Exercise aim
Copy out, from the entries below, each line that holds the string "pick".

Dataset records
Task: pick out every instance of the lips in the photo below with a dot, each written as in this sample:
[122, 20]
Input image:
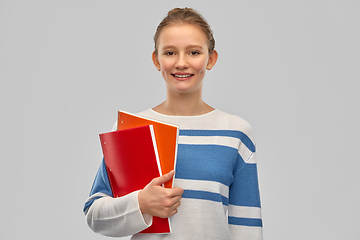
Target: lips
[182, 75]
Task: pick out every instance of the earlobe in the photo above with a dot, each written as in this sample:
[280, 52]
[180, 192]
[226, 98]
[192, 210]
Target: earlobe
[155, 61]
[212, 60]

Answer
Task: pick out every instance of the lips in the photo below with a dot, each written as in this sample:
Task: pick out every instance of the earlobe in the photo above with a dot, each written as in this sample:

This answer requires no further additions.